Extracted text:
The formal kickoff was held this morning at Hardy Middle School in Washington DC. Present at the event was NASA Administrator O'Keefe, his senior staff, Florida First Lady Columba Bush, and hundreds of excited kids.

According to O'Keefe "NASA leads the most ambitious exploration and scientific research efforts in history. It's a legacy that is in jeopardy unless we find innovative ways to get students and the entire education community excited about mathematics and science. We believe the Educator Astronaut Program will help us fulfill our mandate to inspire that next generation of explorers."

NASA's next teacher in space (the proper term is now Educator Mission Specialist) Barbara Morgan encouraged students to "C'mon up! Any one of you students could go to Mars - or be part of team that directs those missions. We ask you students to join us and think about coming to work at NASA."

Recently appointed Associate Administrator for Education Dr. Adena Williams Loston will manage the Educator Mission Specialist selection program in at NASA Headquarters. She said "Educator Astronauts will be able to provide a direct connection between America's teachers and students, and the various careers and opportunities associated with space exploration through the Nation's aerospace program. Education has always been a part of NASA's mission, and we have renewed our commitment to get students excited about science, technology, engineering and mathematics again".

NASA will not be the "Alpha and Omega" on this according to Loston and already has a number of partners lined up to help. They include the Department of Education, the National Science Foundation, the Challenger Center, and a number of professional organizations and industrial partners.

Complete the following:
(a) Translate this sentence from the NASA kickoff article into Spanish: "The formal kickoff was held this morning at Hardy Middle School in Washington DC."
(b) According to the NASA kickoff article, who will manage the Educator Mission Specialist selection program?
(c) Pick up the article about the Educator Astronaut Program kickoff after its final sentence and carry it forward.
You will not need the lines that come after this text.

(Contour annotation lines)
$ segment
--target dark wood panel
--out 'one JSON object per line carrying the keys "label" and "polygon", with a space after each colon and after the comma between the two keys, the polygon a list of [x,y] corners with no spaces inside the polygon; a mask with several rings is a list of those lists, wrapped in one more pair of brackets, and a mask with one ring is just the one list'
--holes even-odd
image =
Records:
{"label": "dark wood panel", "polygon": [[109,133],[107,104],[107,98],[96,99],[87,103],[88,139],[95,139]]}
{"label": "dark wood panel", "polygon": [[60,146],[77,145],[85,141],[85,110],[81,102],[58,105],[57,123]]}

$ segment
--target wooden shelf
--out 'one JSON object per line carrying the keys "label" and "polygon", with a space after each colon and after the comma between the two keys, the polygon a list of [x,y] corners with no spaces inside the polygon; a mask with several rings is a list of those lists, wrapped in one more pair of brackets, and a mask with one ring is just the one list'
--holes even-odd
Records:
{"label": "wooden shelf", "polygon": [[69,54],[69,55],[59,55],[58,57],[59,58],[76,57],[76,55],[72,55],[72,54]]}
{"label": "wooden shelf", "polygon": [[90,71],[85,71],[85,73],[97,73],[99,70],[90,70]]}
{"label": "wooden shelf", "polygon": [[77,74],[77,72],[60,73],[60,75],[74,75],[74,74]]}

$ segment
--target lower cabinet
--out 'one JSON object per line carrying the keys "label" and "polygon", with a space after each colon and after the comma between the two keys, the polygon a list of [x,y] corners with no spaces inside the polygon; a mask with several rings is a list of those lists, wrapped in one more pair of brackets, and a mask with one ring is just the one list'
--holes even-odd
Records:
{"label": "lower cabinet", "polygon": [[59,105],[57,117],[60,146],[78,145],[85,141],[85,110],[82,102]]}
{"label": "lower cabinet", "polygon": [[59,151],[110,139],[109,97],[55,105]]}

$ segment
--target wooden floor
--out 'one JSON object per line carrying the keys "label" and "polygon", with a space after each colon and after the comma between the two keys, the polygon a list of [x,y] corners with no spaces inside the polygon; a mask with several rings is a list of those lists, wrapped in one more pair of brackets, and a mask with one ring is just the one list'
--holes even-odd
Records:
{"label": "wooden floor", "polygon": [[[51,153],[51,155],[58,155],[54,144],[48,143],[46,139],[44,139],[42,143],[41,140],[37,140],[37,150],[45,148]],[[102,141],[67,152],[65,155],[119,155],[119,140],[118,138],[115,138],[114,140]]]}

Answers below:
(a) El lanzamiento formal se celebró esta mañana en la Hardy Middle School, en Washington DC.

(b) Dr. Adena Williams Loston, the recently appointed Associate Administrator for Education, will manage it.

(c)
Later, in a teleconference with reporters, Loston went into greater detail about the program. The budget will be $2 million - $1 million from existing funds and another $1 million in new funds.

While she hesitated to anticipate how many teachers would respond, Loston noted that the last call for applications in the 1980's resulted in 12,000 applications and that she was hoping for similar success this time.

Loston expects to eventually select 3 to 6 educator mission specialists. According to Astronaut Kent Rominger, NASA would like to try and fly the first Educator Mission Specialist in late 2005 / early 2006 - and then fly at least one a year thereafter. Given that selectees will be fully-fledged mission specialist astronauts (i.e. trained with multiple skills), they will be rotated onto flight assignments in a fashion more or less identical to that used for current astronauts.

When asked how NASA will capture the interest expressed by applicants who are not selected, Loston noted that a wide interaction will be in place with NASA's existing educational activities such that these people will be used as part of ongoing activities.